**Exercise set:**
(1) Could you copy the Field Museum exhibition article word for word, starting at "The four-venue show" and ending at "pandemic in 2020."?
(2) Can you carry the article about the Calumet exhibition at the Field Museum forward from its last sentence?

**Exercise text:**
⟨
Exhibition Showcasing History of Chicago’s South Side, Northwest Indiana Opens at Field Museum
A 10-foot tall steel plate, a Pullman worker’s lunchbox, and fossils have more in common than one may think—they all help tell the rich stories of the Calumet region. A first-of-its-kind traveling exhibition, Calumet Voices, National Stories was co-curated with 15 local museums and is now open at the Field Museum.
“This is a nationally significant landscape with complex interactions of people and nature,” said Mark Bouman, Chicago Region Program Director at the Field’s Keller Science Action Center and one of the exhibition’s curatorial advisers. “We hope we’ve caught its complexity but also its importance by foregrounding many diverse and local voices.”
The four-venue show has been in the works since 2018. The Field Museum is the last stop before the show closes, and the opening was delayed by the start of the pandemic in 2020.
⟩
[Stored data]
⟨
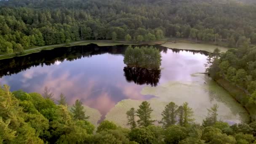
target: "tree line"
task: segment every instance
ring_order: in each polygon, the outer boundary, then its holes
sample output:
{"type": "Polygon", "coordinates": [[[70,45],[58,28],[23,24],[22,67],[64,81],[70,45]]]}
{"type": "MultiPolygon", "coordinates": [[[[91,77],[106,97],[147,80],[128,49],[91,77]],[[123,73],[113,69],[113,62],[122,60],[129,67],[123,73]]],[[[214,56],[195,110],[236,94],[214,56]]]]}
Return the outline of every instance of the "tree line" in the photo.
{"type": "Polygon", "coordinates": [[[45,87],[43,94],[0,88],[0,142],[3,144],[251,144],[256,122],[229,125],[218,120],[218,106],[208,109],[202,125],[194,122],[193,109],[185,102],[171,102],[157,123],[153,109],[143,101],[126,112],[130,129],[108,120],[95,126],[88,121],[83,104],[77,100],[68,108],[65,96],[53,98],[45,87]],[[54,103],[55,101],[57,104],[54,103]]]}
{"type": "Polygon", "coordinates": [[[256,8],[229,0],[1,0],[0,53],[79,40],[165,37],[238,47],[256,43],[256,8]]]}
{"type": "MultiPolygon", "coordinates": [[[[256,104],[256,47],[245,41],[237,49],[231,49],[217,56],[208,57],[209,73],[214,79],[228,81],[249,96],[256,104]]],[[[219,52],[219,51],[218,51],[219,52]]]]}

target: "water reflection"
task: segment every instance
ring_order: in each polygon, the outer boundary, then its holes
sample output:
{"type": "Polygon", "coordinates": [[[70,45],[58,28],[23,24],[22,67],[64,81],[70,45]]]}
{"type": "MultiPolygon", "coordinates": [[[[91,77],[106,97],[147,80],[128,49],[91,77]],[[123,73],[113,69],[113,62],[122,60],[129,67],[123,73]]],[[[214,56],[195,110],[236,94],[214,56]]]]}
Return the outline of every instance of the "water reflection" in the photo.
⟩
⟨
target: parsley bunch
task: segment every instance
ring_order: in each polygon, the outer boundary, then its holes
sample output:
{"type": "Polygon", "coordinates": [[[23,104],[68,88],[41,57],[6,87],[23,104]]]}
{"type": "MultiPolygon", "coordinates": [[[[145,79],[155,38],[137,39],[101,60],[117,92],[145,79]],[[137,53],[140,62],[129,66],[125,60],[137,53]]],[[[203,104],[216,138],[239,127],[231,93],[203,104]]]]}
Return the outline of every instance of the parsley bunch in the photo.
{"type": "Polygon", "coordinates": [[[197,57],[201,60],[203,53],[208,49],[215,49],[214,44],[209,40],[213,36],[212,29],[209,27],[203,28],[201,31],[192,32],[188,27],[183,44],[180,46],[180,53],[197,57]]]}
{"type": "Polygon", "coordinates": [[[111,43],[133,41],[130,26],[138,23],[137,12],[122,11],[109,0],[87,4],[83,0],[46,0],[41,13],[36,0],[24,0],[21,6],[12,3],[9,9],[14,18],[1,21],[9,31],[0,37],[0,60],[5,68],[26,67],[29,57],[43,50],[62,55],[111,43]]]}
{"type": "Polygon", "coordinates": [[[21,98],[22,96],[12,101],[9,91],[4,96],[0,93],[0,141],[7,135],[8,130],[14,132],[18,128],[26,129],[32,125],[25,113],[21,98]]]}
⟩
⟨
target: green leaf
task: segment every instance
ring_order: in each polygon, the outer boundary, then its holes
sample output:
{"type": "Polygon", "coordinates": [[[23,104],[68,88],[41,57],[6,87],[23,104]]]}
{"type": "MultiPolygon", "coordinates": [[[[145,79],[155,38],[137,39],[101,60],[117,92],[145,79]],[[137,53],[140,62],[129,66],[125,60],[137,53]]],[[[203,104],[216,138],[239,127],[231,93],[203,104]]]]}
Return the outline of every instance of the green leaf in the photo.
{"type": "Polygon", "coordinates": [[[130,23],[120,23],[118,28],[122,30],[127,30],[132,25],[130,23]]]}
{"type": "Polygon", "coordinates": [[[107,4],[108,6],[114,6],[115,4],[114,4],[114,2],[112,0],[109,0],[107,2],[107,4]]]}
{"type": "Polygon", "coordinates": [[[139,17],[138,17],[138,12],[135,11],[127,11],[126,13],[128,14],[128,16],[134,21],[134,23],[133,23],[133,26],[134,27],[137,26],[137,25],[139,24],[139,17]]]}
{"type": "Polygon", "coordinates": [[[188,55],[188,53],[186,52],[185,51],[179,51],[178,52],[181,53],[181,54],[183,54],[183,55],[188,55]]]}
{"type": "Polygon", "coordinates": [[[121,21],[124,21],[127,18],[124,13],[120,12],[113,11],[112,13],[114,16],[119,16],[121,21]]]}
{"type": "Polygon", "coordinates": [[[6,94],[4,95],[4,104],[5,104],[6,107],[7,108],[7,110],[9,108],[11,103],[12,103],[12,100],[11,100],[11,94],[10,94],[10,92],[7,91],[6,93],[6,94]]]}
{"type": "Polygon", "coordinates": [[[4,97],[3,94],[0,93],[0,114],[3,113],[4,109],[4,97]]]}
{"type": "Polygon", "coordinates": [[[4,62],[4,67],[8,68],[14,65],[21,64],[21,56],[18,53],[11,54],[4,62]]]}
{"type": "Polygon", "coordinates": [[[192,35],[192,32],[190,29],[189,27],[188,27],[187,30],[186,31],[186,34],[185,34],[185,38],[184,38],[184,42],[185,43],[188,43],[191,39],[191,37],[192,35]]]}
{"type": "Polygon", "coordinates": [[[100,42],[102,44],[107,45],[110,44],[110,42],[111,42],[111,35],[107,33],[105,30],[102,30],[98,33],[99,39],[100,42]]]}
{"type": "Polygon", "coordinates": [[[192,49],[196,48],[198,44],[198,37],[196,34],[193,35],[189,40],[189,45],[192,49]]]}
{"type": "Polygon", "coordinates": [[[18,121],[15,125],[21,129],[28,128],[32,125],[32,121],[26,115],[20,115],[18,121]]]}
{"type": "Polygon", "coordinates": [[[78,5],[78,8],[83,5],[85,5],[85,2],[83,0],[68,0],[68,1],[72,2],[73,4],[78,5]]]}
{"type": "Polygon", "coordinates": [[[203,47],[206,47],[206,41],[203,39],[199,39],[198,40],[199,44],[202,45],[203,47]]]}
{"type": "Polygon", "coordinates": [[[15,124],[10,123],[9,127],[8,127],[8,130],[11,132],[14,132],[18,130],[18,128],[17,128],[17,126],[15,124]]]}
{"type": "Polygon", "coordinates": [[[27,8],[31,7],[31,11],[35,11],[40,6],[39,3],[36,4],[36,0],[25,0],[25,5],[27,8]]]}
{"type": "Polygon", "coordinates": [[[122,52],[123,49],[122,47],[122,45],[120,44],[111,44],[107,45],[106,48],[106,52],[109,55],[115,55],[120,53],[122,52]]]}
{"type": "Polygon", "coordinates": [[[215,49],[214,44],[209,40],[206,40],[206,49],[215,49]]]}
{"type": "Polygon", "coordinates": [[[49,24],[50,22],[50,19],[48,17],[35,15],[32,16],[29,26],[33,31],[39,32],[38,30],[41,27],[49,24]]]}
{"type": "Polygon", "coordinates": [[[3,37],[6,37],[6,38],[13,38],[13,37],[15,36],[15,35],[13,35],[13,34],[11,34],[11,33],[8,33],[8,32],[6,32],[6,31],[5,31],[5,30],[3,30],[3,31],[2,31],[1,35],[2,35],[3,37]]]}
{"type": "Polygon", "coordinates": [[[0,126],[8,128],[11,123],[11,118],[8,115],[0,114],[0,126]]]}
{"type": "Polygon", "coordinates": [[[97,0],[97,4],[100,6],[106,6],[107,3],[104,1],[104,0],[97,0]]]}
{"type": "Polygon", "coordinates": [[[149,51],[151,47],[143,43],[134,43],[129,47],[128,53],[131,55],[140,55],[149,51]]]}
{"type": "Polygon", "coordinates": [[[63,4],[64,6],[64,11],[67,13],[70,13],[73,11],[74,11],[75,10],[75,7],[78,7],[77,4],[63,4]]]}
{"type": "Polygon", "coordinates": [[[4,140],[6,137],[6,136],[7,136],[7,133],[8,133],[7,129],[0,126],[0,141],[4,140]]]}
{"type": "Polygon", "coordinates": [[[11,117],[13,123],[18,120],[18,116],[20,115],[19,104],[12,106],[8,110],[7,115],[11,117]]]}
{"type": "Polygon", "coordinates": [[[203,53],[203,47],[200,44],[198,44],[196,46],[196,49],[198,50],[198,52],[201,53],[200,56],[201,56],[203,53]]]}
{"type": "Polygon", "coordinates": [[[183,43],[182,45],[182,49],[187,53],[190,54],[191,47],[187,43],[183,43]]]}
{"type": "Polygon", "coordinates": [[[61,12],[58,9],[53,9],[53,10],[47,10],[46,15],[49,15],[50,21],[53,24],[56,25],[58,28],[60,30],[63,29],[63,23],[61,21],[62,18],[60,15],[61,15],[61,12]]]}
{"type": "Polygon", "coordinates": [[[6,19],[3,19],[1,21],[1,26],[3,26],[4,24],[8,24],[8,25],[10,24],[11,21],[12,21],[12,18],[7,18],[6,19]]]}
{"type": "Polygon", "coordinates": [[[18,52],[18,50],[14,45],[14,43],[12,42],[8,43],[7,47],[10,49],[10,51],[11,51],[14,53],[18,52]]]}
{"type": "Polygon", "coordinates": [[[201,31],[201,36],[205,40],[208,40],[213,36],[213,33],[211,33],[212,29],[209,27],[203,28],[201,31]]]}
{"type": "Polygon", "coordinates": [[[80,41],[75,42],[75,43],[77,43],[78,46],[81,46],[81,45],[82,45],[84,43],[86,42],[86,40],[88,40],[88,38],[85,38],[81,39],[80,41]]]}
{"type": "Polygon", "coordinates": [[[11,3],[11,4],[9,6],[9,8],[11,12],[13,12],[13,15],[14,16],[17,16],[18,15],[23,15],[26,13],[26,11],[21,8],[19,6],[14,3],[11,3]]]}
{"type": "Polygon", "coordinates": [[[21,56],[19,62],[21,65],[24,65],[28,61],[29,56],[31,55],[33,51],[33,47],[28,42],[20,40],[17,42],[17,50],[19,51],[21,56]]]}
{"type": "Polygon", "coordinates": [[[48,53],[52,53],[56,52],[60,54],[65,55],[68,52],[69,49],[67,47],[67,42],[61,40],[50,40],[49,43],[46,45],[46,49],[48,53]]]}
⟩
**Answers for each item:**
(1)
The four-venue show has been in the works since 2018. The Field Museum is the last stop before the show closes, and the opening was delayed by the start of the pandemic in 2020.

(2)
“This exhibition partnership stems in part from our years of doing ethnographic research in the Calumet region, and hearing residents talk in a variety of ways about their deep connections to this place and to each other,” said Madeleine Tudor, curatorial adviser and Senior Environmental Social Scientist with the Keller Science Action Center. “We learned that the lived experiences of what it means to be a community, the palpable pride and dignity of labor, and the human connection to the natural environment were strongly embedded in this landscape.”
Exhibition Highlights
The show will include flora, fauna, and fossils from the Museum's Calumet collections, a ten-foot-tall steel plate of historic proportions that was personalized by women steelworkers who were integral to the WWII war effort, and neighborhood figurines carved by a renowned local artist depict industrial might, fragile ecosystems, and stories of people from Calumet's last 100 years.
Retired Pullman worker shares company treasures
"This exhibition shines a light on a community that helped make America what it is today: a land of opportunity, innovation, and prosperity,” said Alfonso Quiroz, 86, a former employee of the Pullman-Standard Corporation.
Quiroz, who has amassed hundreds of Pullman artifacts since retiring in 1981, loaned three artifacts to The Field Museum: keys that once opened Pullman train doors, a worker’s apron, and the lunchbox by his side during his 22 years building Pullman trains.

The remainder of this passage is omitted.